**Data excerpts**
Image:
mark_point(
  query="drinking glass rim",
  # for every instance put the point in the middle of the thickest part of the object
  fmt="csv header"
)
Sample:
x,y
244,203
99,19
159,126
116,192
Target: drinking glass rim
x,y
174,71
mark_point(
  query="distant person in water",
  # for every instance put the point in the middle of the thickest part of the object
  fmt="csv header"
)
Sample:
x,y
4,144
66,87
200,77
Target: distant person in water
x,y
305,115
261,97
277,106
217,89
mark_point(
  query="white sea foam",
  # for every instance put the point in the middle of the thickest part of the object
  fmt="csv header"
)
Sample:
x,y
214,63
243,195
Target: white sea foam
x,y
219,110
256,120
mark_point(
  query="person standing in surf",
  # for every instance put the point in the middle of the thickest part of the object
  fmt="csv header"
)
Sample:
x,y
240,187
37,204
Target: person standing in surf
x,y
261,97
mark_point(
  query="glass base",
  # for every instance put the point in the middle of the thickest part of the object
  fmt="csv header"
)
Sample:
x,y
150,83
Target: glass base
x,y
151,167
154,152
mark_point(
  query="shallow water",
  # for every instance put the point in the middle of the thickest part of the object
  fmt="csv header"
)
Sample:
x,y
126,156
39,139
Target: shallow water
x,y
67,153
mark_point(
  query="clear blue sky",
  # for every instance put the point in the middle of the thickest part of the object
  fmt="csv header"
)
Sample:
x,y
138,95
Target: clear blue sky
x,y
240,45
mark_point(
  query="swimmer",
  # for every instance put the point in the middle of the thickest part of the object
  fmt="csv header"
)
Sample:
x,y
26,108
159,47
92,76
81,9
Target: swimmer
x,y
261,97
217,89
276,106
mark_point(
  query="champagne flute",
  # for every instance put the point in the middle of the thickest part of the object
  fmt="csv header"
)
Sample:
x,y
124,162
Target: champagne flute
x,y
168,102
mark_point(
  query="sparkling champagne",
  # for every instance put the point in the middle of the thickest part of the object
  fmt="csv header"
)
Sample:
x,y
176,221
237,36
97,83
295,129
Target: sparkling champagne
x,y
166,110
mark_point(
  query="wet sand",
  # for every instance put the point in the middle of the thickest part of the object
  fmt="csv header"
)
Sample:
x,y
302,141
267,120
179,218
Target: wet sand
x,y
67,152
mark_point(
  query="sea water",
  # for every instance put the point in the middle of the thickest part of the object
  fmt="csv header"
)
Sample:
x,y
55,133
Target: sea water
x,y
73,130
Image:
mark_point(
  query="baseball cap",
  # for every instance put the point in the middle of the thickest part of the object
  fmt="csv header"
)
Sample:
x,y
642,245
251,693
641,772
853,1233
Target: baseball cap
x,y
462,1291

**What to do**
All lines from the line containing "Target: shallow water" through the end of the listing above are to be duplicated exactly; include both ends and nothing further.

**Response area**
Target: shallow water
x,y
67,153
mark_point(
  query="clear blue sky",
  # for every instance put the point in the middle of the thickest part of the object
  fmt="csv header"
)
Sample:
x,y
138,95
Target: clear blue sky
x,y
240,45
mark_point(
  query="swimmer",
  # for every instance put the point in the middle of the thickest part of the object
  fmt="csv header"
)
Sample:
x,y
26,108
159,47
92,76
81,9
Target: swimmer
x,y
261,97
217,89
276,106
mark_point(
  query="champagne flute",
  # for every instance put the point in the middle of the thickest part of the object
  fmt="csv header"
)
Sample:
x,y
124,162
Target: champagne flute
x,y
168,102
mark_point(
  query="sparkling champagne",
  # for every instance put the point in the middle of the thickest part of the object
  fmt="csv header"
)
Sample:
x,y
176,221
237,36
97,83
295,129
Target: sparkling champagne
x,y
166,110
mark_point(
  query="wet sand",
  # for every instance put the point in the middle of the thickest part of the object
  fmt="csv header"
)
Sample:
x,y
302,141
267,120
179,218
Target: wet sand
x,y
67,152
mark_point(
  query="sea water",
  # for every instance put the point in the middle of the thickest part of the object
  fmt="csv header"
)
Sample:
x,y
55,133
Target: sea water
x,y
73,130
Image:
mark_point(
  query="baseball cap",
  # for every instance put the point in the middle of the thickest part of the object
  fmt="csv header"
)
Sample:
x,y
642,245
251,693
641,772
853,1233
Target: baseball cap
x,y
462,1291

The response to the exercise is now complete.